**** Page text ****

📘 Exercise 7.2: Slope, Inclination & Equations of Lines
Master the concepts of Slope and Inclination with detailed solutions from Chapter 7 – Coordinate Geometry. This guide provides step-by-step explanations for calculating slope, inclination, testing collinearity, determining parallel and perpendicular lines, and deriving equations of lines in various forms according to the Punjab PECTAA 2026 syllabus.
Quick Links:
Chapter 1Real Numbers
Chapter 2Logarithms
Chapter 3Sets and Functions
Chapter 4Factorization and Algebraic Manipulation
Chapter 5Linear Equations and Inequalities
Chapter 6Trigonometry
Chapter 7Coordinate Geometry
Chapter 8Logic
Chapter 9Similar Figures
Chapter 10Graphs of Functions
Chapter 11Loci and Construction
Chapter 12Information Handling
Chapter 13Probability
Exercise 7.2 - Slope, Inclination & Equations of Lines
This exercise focuses on slope, inclination, collinearity conditions, parallel/perpendicular lines, and various forms of line equations including slope-intercept, two-intercept, and normal form.
Exercise 7.2 builds essential skills for analytical geometry: calculating slope between two points, finding inclination angle, testing collinearity using equal slopes, determining if lines are parallel or perpendicular, and deriving line equations from given conditions. Students also learn to convert line equations between slope-intercept form, two-intercept form, and normal form.
Key Topics Covered
- ✅ Slope Formula: \(m = \frac{y_2 - y_1}{x_2 - x_1}\)
- ✅ Inclination: \(\tan \alpha = m\)
- ✅ Collinearity using equal slopes
- ✅ Parallel lines condition: \(m_1 = m_2\)
- ✅ Perpendicular lines condition: \(m_1 m_2 = -1\)
- ✅ Equation of line: point-slope form, slope-intercept form (\(y = mx + c\)), two-intercept form (\(\frac{x}{a} + \frac{y}{b} = 1\)), normal form (\(x\cos\alpha + y\sin\alpha = p\))

**** Supplied data ****

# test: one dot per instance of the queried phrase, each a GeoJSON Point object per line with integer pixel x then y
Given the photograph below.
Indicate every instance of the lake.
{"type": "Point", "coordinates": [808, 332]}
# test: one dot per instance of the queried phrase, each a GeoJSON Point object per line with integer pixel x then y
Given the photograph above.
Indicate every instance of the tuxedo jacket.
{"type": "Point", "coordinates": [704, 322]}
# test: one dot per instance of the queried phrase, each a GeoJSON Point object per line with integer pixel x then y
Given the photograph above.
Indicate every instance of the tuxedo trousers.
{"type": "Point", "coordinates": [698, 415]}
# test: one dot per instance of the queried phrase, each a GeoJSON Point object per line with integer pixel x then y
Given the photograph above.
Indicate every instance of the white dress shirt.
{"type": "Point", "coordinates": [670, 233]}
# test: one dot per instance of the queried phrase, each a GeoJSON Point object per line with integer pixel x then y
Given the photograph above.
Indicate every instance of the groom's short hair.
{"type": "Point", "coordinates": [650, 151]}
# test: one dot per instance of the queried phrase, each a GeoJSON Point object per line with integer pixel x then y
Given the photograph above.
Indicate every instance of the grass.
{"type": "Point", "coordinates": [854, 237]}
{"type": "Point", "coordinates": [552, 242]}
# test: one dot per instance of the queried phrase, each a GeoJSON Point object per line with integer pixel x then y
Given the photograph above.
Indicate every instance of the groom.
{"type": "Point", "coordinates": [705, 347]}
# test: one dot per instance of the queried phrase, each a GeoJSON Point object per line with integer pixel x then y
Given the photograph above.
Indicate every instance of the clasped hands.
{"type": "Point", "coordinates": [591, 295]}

****

## Problem requirements
Pick up the Exercise 7.2 page on slope and line equations after its final line, the normal form entry under "Key Topics Covered", and keep writing it in the same style.

## Exercise output
- ✅ Perpendicular bisector of a segment
📐 Important Note:
Remember that slope is undefined for vertical lines (infinite slope). For collinear points, slopes between any two pairs are equal. For perpendicular lines, product of slopes equals -1 (provided both slopes are defined).
📌 Sample Problem: Slope & Inclination
Q1 (i): Find slope and inclination of line joining (-2,4) and (5,11).
\(m = \frac{11-4}{5-(-2)} = \frac{7}{7} = 1\) → \(\alpha = \tan^{-1}(1) = 45^\circ\)
Q3: Find \(k\) so that line joining A(7,3), B(k,-6) and line joining C(-4,5), D(-6,4) are parallel/perpendicular.
Slope of AB = \(\frac{-9}{k-7}\), slope of CD = \(\frac{1}{2}\). For parallel: \(\frac{-9}{k-7} = \frac{1}{2} \Rightarrow k = -11\). For perpendicular: \(\left(\frac{-9}{k-7}\right)\left(\frac{1}{2}\right) = -1 \Rightarrow k = \frac{23}{2}\).
Q10 (a): Convert \(2x - 4y + 11 = 0\) to slope-intercept, two-intercept, and normal form.
Slope-intercept: \(y = \frac{x}{2} + \frac{11}{4}\); Two-intercept: \(\frac{x}{-11/2} + \frac{y}{11/4} = 1\); Normal form: \(x\cos116.56^\circ + y\sin116.56^\circ = \frac{11}{2\sqrt{5}}\).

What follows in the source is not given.